Start
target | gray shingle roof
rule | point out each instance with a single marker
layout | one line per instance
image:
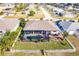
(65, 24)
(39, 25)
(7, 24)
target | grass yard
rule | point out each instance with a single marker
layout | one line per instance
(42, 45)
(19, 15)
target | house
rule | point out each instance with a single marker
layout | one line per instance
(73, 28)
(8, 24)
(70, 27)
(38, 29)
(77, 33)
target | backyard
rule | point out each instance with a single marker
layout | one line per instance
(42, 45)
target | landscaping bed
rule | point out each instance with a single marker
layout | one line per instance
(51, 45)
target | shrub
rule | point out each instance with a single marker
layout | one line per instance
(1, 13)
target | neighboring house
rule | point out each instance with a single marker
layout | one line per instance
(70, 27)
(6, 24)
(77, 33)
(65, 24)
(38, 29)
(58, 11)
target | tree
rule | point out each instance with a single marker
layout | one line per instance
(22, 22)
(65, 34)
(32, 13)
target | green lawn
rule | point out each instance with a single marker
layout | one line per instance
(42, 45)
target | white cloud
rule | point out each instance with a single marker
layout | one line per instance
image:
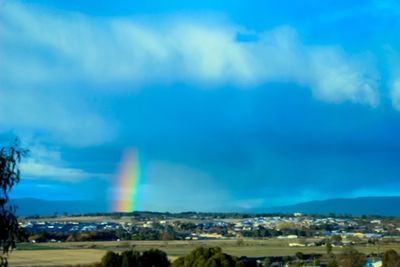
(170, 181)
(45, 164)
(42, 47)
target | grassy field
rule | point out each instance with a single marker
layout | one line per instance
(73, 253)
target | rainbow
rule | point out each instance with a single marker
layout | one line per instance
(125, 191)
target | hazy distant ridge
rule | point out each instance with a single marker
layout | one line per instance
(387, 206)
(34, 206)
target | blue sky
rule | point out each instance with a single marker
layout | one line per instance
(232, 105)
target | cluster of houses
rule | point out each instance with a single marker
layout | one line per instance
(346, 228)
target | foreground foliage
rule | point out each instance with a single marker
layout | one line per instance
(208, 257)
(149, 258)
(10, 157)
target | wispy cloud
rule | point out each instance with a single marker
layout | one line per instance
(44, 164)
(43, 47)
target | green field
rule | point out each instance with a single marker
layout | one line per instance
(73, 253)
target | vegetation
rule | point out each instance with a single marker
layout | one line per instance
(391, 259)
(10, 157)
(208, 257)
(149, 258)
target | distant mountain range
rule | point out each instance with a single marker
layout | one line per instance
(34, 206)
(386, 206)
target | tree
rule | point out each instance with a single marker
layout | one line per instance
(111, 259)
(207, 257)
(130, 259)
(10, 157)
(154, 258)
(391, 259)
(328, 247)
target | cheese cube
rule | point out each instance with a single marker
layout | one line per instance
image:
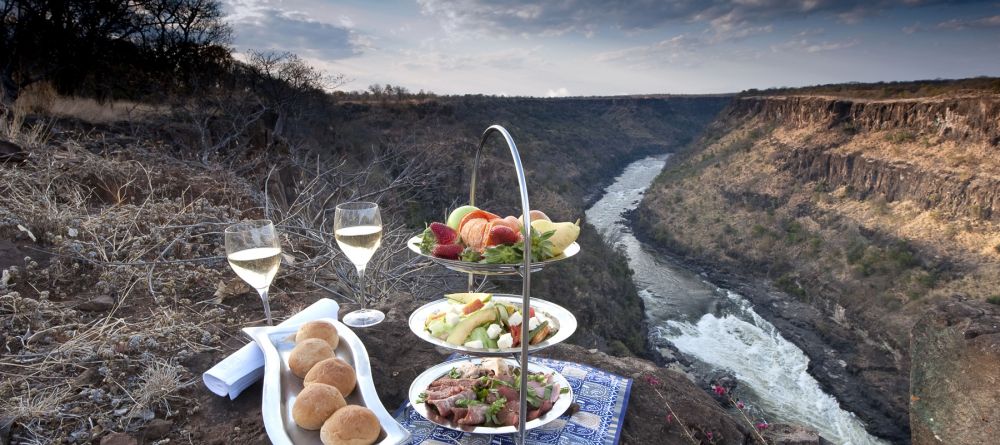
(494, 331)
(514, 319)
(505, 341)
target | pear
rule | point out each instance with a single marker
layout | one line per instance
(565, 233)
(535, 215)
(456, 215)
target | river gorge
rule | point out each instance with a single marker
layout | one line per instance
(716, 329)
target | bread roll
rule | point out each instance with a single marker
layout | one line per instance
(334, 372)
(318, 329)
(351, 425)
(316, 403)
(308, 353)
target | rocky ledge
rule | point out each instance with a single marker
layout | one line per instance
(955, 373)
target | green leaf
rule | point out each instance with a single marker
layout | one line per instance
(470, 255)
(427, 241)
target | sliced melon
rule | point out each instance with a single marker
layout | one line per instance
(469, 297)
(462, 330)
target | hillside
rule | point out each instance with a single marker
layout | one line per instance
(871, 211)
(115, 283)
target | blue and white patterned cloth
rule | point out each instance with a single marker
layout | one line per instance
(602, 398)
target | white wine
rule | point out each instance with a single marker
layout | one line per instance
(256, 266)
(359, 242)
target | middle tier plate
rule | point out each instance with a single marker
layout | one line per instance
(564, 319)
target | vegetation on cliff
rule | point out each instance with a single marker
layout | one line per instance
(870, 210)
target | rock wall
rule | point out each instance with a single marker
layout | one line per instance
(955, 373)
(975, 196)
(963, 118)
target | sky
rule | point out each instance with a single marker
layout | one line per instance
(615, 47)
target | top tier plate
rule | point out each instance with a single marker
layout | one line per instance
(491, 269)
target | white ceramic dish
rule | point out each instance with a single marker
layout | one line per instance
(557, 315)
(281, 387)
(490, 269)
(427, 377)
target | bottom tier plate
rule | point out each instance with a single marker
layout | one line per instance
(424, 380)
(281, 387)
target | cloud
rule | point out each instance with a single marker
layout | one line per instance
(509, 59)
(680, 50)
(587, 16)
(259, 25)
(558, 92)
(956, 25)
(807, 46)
End
Start
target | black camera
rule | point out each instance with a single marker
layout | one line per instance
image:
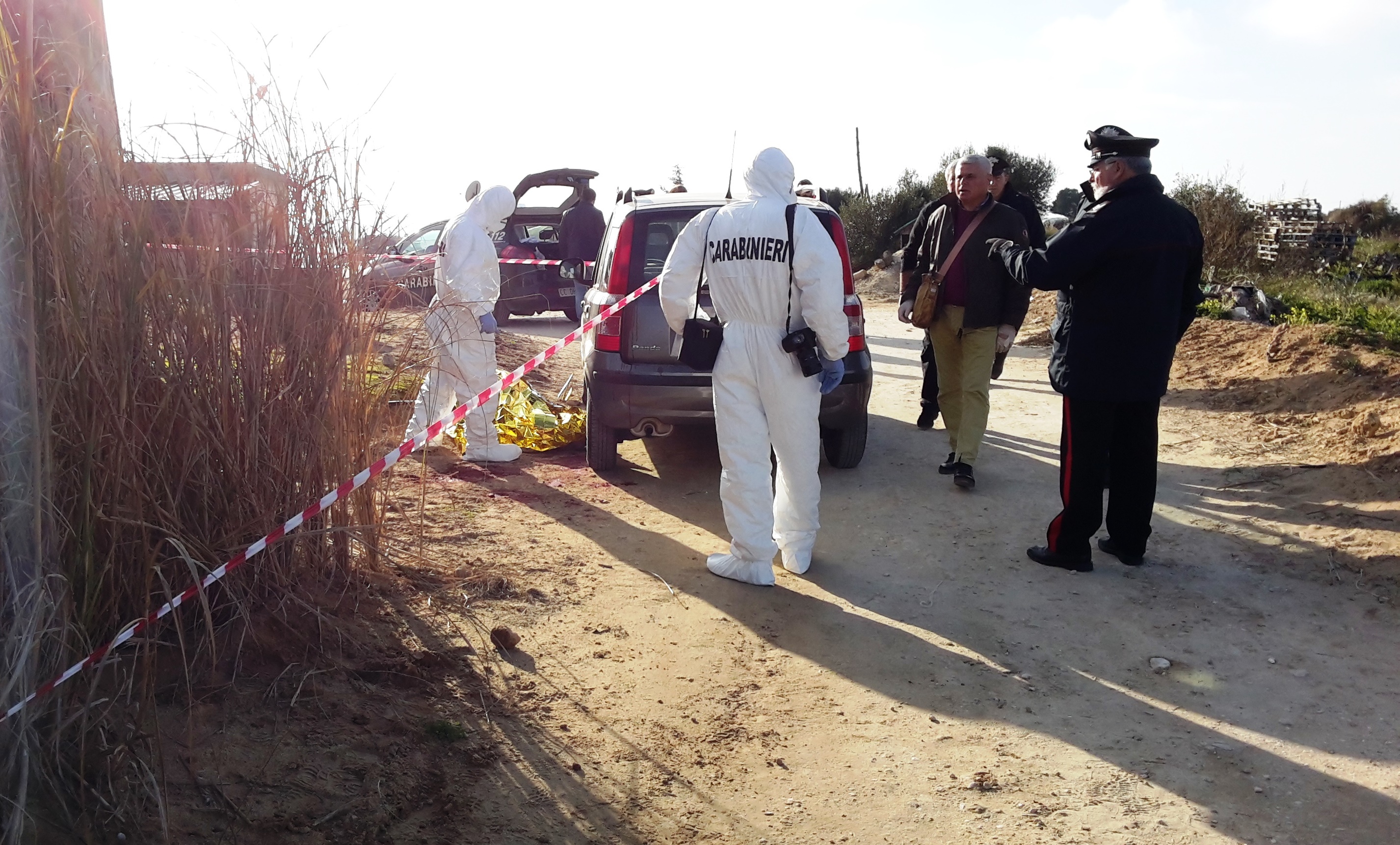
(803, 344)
End
* Exercise instructions *
Pick out each line of the material above that contains the word "green", and copy those lines without changing them.

* Response *
target | green lawn
target | green field
target | green leaf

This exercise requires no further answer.